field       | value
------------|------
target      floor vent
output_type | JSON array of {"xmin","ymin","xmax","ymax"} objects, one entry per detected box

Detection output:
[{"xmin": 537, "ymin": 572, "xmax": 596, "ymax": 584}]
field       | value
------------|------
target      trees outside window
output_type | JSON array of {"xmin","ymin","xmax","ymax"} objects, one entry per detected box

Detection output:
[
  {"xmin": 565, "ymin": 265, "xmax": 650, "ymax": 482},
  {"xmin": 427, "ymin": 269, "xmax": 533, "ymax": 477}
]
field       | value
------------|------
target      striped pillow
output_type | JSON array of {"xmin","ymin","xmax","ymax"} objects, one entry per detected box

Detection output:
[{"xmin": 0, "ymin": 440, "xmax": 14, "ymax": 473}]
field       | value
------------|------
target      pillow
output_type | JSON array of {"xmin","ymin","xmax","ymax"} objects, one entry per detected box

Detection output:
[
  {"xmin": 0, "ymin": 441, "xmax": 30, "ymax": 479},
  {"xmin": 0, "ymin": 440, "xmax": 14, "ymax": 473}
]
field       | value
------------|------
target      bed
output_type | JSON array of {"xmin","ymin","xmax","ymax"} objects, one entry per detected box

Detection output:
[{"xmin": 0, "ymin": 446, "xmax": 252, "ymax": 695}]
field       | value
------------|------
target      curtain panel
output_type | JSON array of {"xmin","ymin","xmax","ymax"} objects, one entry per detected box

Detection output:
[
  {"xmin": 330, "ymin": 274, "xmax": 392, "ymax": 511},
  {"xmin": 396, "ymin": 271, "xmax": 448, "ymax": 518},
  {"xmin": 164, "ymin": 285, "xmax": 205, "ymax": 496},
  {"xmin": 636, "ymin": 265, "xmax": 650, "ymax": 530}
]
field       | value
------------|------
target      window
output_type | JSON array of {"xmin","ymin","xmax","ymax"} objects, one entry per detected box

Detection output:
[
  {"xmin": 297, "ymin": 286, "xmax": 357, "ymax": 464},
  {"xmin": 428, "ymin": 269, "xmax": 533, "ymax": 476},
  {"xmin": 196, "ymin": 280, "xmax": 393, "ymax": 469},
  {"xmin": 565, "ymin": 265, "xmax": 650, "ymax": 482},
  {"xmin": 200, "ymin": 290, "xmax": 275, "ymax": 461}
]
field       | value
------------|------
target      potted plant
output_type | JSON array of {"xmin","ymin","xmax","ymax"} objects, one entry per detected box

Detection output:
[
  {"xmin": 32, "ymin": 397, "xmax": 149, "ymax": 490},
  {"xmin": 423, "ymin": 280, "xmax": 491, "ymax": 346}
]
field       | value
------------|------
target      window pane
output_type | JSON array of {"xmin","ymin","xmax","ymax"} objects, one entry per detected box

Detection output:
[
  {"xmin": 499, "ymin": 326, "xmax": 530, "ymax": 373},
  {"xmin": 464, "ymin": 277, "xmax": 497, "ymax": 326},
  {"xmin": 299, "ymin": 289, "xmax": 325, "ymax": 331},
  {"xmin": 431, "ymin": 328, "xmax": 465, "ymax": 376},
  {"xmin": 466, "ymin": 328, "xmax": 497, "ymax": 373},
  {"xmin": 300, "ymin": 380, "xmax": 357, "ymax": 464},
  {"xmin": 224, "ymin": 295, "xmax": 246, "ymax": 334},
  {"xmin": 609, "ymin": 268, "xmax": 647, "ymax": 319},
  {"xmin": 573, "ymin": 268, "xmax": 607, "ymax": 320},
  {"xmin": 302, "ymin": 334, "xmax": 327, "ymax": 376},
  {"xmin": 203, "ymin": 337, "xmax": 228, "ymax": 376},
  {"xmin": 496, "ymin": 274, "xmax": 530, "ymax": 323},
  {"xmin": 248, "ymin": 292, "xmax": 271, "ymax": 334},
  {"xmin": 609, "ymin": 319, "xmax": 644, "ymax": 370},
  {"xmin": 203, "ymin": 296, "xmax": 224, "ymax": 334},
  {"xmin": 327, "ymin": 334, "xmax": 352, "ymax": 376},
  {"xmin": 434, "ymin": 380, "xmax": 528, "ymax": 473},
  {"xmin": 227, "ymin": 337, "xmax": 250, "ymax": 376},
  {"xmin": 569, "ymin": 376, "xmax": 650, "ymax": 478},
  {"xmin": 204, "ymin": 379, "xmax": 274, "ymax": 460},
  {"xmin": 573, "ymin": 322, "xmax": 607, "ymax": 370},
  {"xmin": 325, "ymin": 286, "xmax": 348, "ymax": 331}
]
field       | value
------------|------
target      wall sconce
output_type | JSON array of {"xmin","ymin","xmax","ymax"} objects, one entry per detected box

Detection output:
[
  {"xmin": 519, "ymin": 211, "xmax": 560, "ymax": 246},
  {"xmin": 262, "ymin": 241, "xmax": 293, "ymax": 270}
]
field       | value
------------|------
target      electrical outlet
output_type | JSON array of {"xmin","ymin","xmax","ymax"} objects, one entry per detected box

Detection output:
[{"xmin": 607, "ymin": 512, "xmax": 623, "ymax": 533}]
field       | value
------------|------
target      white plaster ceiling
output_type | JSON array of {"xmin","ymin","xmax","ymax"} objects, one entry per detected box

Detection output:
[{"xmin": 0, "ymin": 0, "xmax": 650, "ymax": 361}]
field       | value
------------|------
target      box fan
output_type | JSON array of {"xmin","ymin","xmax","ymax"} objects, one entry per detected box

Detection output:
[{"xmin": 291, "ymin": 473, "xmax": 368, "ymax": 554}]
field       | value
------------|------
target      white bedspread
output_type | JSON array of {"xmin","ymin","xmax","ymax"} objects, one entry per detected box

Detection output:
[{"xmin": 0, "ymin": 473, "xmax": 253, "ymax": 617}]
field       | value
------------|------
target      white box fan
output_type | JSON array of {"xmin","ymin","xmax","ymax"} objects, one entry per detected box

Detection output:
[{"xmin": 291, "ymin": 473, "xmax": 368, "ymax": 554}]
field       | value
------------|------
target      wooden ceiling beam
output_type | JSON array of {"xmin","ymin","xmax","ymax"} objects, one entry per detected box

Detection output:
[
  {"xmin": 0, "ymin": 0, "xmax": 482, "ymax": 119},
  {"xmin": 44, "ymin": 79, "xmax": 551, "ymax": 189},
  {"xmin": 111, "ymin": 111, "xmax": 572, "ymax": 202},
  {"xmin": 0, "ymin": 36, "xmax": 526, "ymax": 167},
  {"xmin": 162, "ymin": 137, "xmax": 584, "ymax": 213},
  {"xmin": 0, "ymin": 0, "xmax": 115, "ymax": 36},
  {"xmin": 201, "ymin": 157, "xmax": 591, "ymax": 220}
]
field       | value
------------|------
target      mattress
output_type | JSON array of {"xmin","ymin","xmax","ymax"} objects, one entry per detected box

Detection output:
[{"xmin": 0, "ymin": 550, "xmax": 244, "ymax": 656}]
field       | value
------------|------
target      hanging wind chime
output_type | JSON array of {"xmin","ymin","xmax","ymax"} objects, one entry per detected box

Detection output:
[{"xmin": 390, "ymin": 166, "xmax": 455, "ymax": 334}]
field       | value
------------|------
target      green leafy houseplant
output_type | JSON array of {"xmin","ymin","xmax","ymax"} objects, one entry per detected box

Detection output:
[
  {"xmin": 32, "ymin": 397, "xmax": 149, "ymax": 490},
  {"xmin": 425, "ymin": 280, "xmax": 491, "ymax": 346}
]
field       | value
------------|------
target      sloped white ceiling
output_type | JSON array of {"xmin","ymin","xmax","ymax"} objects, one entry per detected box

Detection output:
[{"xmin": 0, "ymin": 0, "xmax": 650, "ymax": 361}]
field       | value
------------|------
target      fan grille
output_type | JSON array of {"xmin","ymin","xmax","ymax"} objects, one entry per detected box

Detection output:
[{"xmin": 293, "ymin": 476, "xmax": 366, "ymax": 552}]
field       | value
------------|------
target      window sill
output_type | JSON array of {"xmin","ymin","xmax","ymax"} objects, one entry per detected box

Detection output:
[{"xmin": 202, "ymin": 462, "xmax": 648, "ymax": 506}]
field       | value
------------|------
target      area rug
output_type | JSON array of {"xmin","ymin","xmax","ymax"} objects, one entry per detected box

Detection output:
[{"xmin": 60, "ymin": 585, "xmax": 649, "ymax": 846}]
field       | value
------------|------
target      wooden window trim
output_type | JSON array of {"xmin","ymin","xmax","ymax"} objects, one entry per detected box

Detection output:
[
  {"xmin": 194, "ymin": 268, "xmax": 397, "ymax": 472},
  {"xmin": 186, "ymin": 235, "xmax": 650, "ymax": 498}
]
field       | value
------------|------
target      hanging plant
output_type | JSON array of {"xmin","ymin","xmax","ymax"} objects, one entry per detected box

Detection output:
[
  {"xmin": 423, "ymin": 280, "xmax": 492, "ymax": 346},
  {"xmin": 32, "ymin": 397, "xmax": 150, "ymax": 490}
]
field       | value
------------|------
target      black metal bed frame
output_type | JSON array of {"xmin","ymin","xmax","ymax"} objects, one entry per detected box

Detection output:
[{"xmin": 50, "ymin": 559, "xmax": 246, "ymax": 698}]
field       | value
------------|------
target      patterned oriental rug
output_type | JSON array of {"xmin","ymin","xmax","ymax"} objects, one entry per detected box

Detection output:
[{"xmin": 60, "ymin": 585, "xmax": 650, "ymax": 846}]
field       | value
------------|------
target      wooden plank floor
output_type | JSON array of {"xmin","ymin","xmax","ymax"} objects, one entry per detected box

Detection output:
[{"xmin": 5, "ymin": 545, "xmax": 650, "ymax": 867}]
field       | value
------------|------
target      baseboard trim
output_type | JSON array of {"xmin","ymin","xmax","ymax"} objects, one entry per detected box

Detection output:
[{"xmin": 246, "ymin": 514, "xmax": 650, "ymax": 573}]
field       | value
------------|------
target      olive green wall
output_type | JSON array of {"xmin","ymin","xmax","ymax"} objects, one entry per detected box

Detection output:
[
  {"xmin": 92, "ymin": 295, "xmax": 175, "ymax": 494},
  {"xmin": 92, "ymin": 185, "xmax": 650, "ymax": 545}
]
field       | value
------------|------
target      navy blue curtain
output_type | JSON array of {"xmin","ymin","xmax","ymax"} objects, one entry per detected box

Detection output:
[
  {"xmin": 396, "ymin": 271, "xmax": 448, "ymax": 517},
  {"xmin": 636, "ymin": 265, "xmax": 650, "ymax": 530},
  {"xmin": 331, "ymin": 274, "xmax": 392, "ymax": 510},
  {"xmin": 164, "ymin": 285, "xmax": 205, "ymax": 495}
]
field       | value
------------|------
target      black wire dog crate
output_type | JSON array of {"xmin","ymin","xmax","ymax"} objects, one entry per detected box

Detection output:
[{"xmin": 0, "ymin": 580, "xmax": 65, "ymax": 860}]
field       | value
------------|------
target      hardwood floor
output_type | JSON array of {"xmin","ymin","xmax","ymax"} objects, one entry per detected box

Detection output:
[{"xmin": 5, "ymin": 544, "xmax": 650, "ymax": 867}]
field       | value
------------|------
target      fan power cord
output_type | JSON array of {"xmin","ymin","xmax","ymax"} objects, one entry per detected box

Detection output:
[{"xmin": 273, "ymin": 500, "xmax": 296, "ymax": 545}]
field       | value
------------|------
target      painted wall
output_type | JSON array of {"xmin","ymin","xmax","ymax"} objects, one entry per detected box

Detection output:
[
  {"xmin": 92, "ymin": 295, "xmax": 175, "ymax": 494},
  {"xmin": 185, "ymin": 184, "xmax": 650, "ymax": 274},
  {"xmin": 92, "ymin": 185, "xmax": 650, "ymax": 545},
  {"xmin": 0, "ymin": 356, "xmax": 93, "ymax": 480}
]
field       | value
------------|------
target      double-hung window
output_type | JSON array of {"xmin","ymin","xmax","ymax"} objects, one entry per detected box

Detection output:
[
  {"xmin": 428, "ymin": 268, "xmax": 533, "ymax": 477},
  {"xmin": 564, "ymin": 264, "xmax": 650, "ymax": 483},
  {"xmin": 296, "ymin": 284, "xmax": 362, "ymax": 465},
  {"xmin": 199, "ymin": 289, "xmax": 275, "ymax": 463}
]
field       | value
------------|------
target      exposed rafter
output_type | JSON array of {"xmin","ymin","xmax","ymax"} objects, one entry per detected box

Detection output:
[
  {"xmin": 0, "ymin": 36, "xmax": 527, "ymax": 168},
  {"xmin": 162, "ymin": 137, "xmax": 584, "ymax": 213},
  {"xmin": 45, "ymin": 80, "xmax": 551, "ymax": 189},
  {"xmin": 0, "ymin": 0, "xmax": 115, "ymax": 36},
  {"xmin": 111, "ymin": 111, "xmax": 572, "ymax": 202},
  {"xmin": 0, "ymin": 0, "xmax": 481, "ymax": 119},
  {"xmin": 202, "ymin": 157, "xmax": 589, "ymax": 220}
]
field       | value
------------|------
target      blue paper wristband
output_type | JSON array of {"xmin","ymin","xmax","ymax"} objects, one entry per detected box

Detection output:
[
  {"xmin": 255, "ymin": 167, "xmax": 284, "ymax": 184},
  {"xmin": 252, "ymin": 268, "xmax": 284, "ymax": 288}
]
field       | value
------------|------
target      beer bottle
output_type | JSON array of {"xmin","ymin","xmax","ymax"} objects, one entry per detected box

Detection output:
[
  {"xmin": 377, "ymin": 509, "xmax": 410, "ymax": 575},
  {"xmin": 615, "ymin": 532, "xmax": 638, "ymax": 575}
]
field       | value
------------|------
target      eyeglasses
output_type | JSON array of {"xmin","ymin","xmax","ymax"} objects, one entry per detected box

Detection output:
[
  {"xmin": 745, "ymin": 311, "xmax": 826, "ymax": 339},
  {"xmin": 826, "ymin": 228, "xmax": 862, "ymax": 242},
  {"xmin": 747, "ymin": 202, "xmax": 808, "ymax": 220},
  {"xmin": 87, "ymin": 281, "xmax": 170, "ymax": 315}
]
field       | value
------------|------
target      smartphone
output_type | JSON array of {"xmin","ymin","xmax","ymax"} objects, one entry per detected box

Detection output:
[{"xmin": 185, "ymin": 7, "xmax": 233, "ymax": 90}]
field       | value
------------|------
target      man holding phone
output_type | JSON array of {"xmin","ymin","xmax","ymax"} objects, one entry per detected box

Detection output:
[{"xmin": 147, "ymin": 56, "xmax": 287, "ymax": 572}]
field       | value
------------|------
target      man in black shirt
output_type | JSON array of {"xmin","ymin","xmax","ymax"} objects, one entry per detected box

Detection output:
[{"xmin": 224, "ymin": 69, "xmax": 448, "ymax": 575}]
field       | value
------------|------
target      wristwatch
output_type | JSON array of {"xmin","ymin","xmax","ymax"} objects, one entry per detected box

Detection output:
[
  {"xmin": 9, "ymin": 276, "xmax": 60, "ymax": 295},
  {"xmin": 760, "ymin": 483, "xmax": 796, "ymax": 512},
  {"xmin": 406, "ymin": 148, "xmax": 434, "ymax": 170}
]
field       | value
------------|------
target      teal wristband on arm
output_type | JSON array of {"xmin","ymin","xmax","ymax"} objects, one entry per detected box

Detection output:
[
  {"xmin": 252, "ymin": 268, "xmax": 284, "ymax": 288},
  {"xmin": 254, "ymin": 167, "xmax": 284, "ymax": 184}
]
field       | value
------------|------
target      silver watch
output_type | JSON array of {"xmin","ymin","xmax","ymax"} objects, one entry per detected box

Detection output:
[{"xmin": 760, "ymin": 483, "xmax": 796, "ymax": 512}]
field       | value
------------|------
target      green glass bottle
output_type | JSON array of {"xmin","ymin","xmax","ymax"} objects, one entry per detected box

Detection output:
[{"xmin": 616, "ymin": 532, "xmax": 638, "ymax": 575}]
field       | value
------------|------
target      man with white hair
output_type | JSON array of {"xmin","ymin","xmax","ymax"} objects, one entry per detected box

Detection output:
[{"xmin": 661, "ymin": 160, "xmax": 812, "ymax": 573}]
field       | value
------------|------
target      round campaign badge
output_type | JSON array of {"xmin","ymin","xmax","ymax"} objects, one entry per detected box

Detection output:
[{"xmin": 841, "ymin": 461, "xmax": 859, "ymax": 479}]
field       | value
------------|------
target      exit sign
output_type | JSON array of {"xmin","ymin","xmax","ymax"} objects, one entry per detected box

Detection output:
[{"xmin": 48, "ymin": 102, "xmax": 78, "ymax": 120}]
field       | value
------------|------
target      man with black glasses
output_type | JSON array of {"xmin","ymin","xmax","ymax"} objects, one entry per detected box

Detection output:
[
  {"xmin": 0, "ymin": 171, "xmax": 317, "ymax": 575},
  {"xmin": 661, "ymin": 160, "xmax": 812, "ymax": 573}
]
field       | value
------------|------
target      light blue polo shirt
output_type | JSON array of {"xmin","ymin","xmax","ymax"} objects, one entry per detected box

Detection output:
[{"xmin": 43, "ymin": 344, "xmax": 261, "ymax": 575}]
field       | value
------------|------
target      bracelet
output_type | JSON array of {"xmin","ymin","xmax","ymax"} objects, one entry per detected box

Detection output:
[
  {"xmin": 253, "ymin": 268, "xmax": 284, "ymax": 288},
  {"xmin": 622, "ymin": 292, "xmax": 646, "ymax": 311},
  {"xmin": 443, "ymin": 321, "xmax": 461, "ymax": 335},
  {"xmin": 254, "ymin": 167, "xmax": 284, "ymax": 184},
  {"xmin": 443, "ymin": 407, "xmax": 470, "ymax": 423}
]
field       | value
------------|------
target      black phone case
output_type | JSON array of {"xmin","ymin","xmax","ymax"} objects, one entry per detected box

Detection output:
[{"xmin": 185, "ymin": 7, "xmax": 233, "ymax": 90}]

* Work to complete *
Extract every line of the items above that contains the word "white".

* Exercise output *
target      white plaster ceiling
target      white bedspread
target      white box fan
target      sloped white ceiling
target      man with white hair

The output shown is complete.